WORK INSTRUCTIONS
Rewrite the records below as a Markdown table with two columns, Row and Line: Row gives the row number and Line holds one line of the records. Leave out any blank lines.

Collection entries
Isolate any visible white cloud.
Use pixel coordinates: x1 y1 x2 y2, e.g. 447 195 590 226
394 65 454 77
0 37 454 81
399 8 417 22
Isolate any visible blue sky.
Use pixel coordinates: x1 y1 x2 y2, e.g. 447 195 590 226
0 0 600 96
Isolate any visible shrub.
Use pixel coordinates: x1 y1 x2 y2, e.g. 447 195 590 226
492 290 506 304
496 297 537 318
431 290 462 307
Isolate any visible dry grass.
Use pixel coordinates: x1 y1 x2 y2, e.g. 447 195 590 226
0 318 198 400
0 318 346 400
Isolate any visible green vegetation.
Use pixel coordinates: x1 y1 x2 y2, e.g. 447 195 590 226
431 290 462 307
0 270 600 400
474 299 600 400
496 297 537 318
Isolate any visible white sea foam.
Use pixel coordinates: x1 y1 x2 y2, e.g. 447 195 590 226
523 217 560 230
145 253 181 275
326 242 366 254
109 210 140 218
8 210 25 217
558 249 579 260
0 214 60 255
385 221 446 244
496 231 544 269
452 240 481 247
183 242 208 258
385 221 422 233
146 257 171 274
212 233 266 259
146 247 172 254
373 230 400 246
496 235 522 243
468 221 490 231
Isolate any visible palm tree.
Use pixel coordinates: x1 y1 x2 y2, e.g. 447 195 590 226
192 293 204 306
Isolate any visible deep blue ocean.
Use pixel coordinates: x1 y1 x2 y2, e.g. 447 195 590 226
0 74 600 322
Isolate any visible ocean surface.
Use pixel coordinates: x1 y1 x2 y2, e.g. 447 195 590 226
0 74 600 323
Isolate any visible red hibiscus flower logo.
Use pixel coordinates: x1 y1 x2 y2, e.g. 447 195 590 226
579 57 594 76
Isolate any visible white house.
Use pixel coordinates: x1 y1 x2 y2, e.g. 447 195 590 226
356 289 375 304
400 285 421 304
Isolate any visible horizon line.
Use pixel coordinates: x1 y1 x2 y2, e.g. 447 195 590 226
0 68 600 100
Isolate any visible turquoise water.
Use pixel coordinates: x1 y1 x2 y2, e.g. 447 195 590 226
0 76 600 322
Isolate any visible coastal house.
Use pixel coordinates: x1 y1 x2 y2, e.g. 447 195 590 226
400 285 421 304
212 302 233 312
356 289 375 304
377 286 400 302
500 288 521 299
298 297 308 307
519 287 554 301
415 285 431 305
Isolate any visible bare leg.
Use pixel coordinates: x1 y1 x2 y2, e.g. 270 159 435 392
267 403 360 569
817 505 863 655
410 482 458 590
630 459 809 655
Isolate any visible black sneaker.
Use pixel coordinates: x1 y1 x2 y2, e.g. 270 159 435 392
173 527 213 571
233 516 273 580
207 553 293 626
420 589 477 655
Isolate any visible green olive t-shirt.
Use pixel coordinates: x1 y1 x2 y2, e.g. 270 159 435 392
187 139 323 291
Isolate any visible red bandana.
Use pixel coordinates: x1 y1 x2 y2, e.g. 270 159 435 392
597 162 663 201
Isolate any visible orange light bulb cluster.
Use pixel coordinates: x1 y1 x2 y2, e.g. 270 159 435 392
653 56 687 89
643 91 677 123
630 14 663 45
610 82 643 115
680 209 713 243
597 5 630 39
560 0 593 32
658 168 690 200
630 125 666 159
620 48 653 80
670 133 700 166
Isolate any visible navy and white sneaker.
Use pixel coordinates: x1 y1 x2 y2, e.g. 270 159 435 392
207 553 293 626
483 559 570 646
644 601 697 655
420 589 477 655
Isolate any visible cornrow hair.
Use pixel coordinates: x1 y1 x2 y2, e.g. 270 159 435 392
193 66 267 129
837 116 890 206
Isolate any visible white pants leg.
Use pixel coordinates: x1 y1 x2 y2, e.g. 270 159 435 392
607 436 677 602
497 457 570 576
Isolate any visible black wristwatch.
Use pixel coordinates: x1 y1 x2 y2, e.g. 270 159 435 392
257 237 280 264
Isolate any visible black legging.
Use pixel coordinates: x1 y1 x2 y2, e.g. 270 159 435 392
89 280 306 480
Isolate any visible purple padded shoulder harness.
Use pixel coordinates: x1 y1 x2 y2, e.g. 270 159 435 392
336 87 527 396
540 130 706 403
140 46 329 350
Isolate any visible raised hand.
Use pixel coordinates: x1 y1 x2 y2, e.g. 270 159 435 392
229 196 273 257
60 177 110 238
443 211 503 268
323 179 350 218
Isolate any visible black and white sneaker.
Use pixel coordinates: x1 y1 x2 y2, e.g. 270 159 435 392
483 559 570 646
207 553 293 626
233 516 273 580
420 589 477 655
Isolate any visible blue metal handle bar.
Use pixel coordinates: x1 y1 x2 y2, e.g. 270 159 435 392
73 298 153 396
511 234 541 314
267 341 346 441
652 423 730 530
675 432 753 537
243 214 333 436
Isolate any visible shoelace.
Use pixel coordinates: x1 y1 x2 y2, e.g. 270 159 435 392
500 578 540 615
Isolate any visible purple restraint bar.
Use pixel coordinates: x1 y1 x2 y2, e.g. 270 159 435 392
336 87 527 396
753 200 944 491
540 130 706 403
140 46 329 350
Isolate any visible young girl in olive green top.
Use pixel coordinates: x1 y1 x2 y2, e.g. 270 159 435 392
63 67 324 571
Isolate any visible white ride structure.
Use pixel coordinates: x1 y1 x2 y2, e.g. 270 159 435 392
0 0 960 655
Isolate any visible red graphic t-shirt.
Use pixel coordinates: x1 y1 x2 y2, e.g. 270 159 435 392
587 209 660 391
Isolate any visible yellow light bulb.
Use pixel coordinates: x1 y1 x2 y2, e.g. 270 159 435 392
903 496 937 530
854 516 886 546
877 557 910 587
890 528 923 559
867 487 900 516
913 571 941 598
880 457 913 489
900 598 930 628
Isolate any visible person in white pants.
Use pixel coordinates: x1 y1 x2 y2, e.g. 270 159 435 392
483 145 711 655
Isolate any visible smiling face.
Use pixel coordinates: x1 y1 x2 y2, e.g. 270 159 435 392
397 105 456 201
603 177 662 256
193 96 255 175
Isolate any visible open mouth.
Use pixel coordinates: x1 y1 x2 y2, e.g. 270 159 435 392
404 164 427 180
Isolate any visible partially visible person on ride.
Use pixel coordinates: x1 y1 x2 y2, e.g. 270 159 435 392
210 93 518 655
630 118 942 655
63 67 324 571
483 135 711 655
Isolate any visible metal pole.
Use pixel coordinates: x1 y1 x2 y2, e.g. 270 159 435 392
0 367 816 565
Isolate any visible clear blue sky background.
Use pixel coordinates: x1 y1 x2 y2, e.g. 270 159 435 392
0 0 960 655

FULL ANSWER
| Row | Line |
|---|---|
| 1 | Isolate any visible white cloud. |
| 2 | Use pixel coordinates: x1 y1 x2 y2, e.g. 447 195 590 226 |
| 3 | 394 65 454 77 |
| 4 | 0 37 454 81 |
| 5 | 399 8 417 22 |
| 6 | Isolate any visible blue sky. |
| 7 | Use pixel coordinates: x1 y1 x2 y2, e.g. 447 195 590 226 |
| 8 | 0 0 600 96 |
| 9 | Isolate any visible shrub. |
| 10 | Use pixel coordinates: x1 y1 x2 y2, e.g. 447 195 590 226 |
| 11 | 492 290 506 304 |
| 12 | 496 297 537 318 |
| 13 | 431 290 462 307 |
| 14 | Isolate any visible dry grass. |
| 15 | Use pixel coordinates: x1 y1 x2 y2, e.g. 447 195 590 226 |
| 16 | 0 318 198 400 |
| 17 | 0 318 346 400 |
| 18 | Isolate any visible green vegetation. |
| 19 | Use pixel coordinates: x1 y1 x2 y2, e.g. 447 195 590 226 |
| 20 | 431 290 462 307 |
| 21 | 0 270 600 400 |
| 22 | 474 299 600 400 |
| 23 | 496 297 537 318 |
| 24 | Isolate any visible white sea foam. |
| 25 | Use pixel coordinates: x1 y1 x2 y2, e.g. 447 195 590 226 |
| 26 | 523 217 560 230 |
| 27 | 145 253 181 275 |
| 28 | 326 242 366 254 |
| 29 | 109 210 140 218 |
| 30 | 8 210 25 217 |
| 31 | 558 249 579 260 |
| 32 | 0 214 60 255 |
| 33 | 385 221 446 244 |
| 34 | 496 231 544 269 |
| 35 | 452 240 481 247 |
| 36 | 183 242 208 258 |
| 37 | 385 221 422 233 |
| 38 | 146 257 171 274 |
| 39 | 212 233 266 259 |
| 40 | 146 247 172 254 |
| 41 | 373 230 400 246 |
| 42 | 496 235 522 243 |
| 43 | 468 221 490 231 |
| 44 | Isolate any visible palm tree. |
| 45 | Use pixel coordinates: x1 y1 x2 y2, e.g. 447 195 590 226 |
| 46 | 192 293 204 306 |
| 47 | Isolate any visible deep blue ocean. |
| 48 | Use pixel coordinates: x1 y1 x2 y2, e.g. 447 195 590 226 |
| 49 | 0 74 600 322 |
| 50 | Isolate any visible ocean surface. |
| 51 | Use pixel coordinates: x1 y1 x2 y2, e.g. 447 195 590 226 |
| 52 | 0 74 600 323 |
| 53 | Isolate any visible red hibiscus flower logo. |
| 54 | Use pixel coordinates: x1 y1 x2 y2, e.g. 447 195 590 226 |
| 55 | 579 57 594 76 |
| 56 | Isolate any visible white house. |
| 57 | Use pixel coordinates: x1 y1 x2 y2, e.g. 447 195 590 226 |
| 58 | 356 289 375 304 |
| 59 | 400 285 421 304 |
| 60 | Isolate any visible horizon line. |
| 61 | Use pixel coordinates: x1 y1 x2 y2, e.g. 447 195 590 226 |
| 62 | 0 68 600 100 |
| 63 | Isolate any visible turquoise water. |
| 64 | Use pixel coordinates: x1 y1 x2 y2, e.g. 447 195 590 226 |
| 65 | 0 76 600 322 |
| 66 | Isolate any visible coastal house. |
| 67 | Use pixel coordinates: x1 y1 x2 y2, e.g. 447 195 590 226 |
| 68 | 400 285 421 304 |
| 69 | 212 302 233 312 |
| 70 | 356 289 375 304 |
| 71 | 377 286 400 302 |
| 72 | 500 288 521 299 |
| 73 | 298 297 308 307 |
| 74 | 519 287 554 301 |
| 75 | 415 285 431 305 |
| 76 | Isolate any visible bare leg. |
| 77 | Use pixel coordinates: x1 y1 x2 y2, e.g. 270 159 435 392 |
| 78 | 267 403 360 569 |
| 79 | 817 505 863 655 |
| 80 | 410 482 458 590 |
| 81 | 630 459 809 655 |
| 82 | Isolate any visible black sneaker. |
| 83 | Use pixel coordinates: x1 y1 x2 y2, e.g. 270 159 435 392 |
| 84 | 173 527 213 571 |
| 85 | 233 516 273 580 |
| 86 | 207 553 293 626 |
| 87 | 420 589 477 655 |
| 88 | Isolate any visible green olive t-shirt. |
| 89 | Use pixel coordinates: x1 y1 x2 y2, e.g. 270 159 435 392 |
| 90 | 187 139 323 291 |
| 91 | Isolate any visible red bandana. |
| 92 | Use pixel coordinates: x1 y1 x2 y2, e.g. 270 159 435 392 |
| 93 | 597 162 663 201 |
| 94 | Isolate any visible orange light bulb cluster. |
| 95 | Use pixel coordinates: x1 y1 x2 y2, e.g. 270 159 435 392 |
| 96 | 653 56 687 89 |
| 97 | 643 91 677 123 |
| 98 | 630 14 663 45 |
| 99 | 610 82 643 115 |
| 100 | 680 209 713 243 |
| 101 | 597 5 630 39 |
| 102 | 560 0 593 32 |
| 103 | 658 168 690 200 |
| 104 | 630 125 666 159 |
| 105 | 620 48 653 80 |
| 106 | 670 133 700 166 |
| 107 | Isolate any visible navy and white sneaker. |
| 108 | Use pixel coordinates: x1 y1 x2 y2, e.g. 270 159 435 392 |
| 109 | 207 553 293 626 |
| 110 | 483 559 570 646 |
| 111 | 644 601 697 655 |
| 112 | 420 589 477 655 |
| 113 | Isolate any visible cornrow hair. |
| 114 | Use pixel coordinates: x1 y1 x2 y2, e.g. 270 159 435 392 |
| 115 | 193 66 267 129 |
| 116 | 837 116 890 206 |
| 117 | Isolate any visible white pants leg. |
| 118 | Use pixel coordinates: x1 y1 x2 y2, e.g. 270 159 435 392 |
| 119 | 607 436 677 602 |
| 120 | 497 457 570 576 |
| 121 | Isolate any visible black wristwatch. |
| 122 | Use pixel coordinates: x1 y1 x2 y2, e.g. 270 159 435 392 |
| 123 | 257 237 280 264 |
| 124 | Isolate any visible black legging. |
| 125 | Use pixel coordinates: x1 y1 x2 y2, e.g. 270 159 435 392 |
| 126 | 89 280 306 480 |
| 127 | Isolate any visible purple padded shoulder harness. |
| 128 | Use pixel coordinates: x1 y1 x2 y2, e.g. 270 159 435 392 |
| 129 | 336 87 527 396 |
| 130 | 540 130 706 403 |
| 131 | 140 46 329 350 |
| 132 | Isolate any visible raised hand. |
| 133 | Use pixel coordinates: x1 y1 x2 y2, e.g. 270 159 435 392 |
| 134 | 229 196 273 257 |
| 135 | 60 177 110 238 |
| 136 | 443 211 503 268 |
| 137 | 323 179 350 218 |
| 138 | Isolate any visible black and white sneaker. |
| 139 | Use pixel coordinates: x1 y1 x2 y2, e.g. 270 159 435 392 |
| 140 | 483 559 570 646 |
| 141 | 207 553 293 626 |
| 142 | 233 516 273 580 |
| 143 | 420 589 477 655 |
| 144 | Isolate any visible blue metal handle bar. |
| 145 | Use pixel coordinates: x1 y1 x2 y2, e.g. 270 159 435 392 |
| 146 | 73 298 153 396 |
| 147 | 511 234 541 314 |
| 148 | 267 341 346 441 |
| 149 | 652 423 730 530 |
| 150 | 675 432 753 537 |
| 151 | 243 214 333 436 |
| 152 | Isolate any visible shoelace. |
| 153 | Use pixel coordinates: x1 y1 x2 y2, e.g. 270 159 435 392 |
| 154 | 500 578 540 615 |
| 155 | Isolate any visible purple restraint bar. |
| 156 | Use pixel coordinates: x1 y1 x2 y2, e.g. 270 159 435 392 |
| 157 | 336 87 527 396 |
| 158 | 753 200 944 491 |
| 159 | 540 130 706 403 |
| 160 | 140 46 329 350 |
| 161 | Isolate any visible young girl in olive green top. |
| 162 | Use pixel coordinates: x1 y1 x2 y2, e.g. 270 159 435 392 |
| 163 | 63 67 324 571 |
| 164 | Isolate any visible white ride structure. |
| 165 | Use pixel coordinates: x1 y1 x2 y2, e.g. 270 159 435 392 |
| 166 | 0 0 960 655 |
| 167 | Isolate any visible red graphic t-shirt. |
| 168 | Use pixel coordinates: x1 y1 x2 y2, e.g. 270 159 435 392 |
| 169 | 587 209 660 391 |
| 170 | Isolate any visible yellow light bulb. |
| 171 | Use pixel coordinates: x1 y1 x2 y2, e.g. 270 159 435 392 |
| 172 | 903 496 937 530 |
| 173 | 854 516 886 546 |
| 174 | 877 557 910 587 |
| 175 | 890 528 923 559 |
| 176 | 867 487 900 516 |
| 177 | 913 571 941 598 |
| 178 | 880 457 913 489 |
| 179 | 900 598 930 628 |
| 180 | Isolate any visible person in white pants. |
| 181 | Use pixel coordinates: x1 y1 x2 y2, e.g. 270 159 435 392 |
| 182 | 483 145 711 655 |
| 183 | Isolate any visible smiling face. |
| 184 | Use pixel coordinates: x1 y1 x2 y2, e.g. 270 159 435 392 |
| 185 | 397 105 456 201 |
| 186 | 603 177 662 256 |
| 187 | 193 96 255 175 |
| 188 | Isolate any visible open mouth. |
| 189 | Use pixel coordinates: x1 y1 x2 y2, e.g. 270 159 435 392 |
| 190 | 404 164 427 180 |
| 191 | Isolate any visible partially visible person on ride. |
| 192 | Use pixel coordinates: x1 y1 x2 y2, e.g. 270 159 435 392 |
| 193 | 210 93 518 655 |
| 194 | 630 118 942 655 |
| 195 | 63 67 324 571 |
| 196 | 483 135 711 655 |
| 197 | Isolate any visible metal pole. |
| 198 | Use pixel coordinates: x1 y1 x2 y2, e.g. 270 159 435 392 |
| 199 | 0 367 816 565 |
| 200 | Isolate any visible clear blue sky background. |
| 201 | Use pixel coordinates: x1 y1 x2 y2, e.g. 270 159 435 392 |
| 202 | 0 0 960 655 |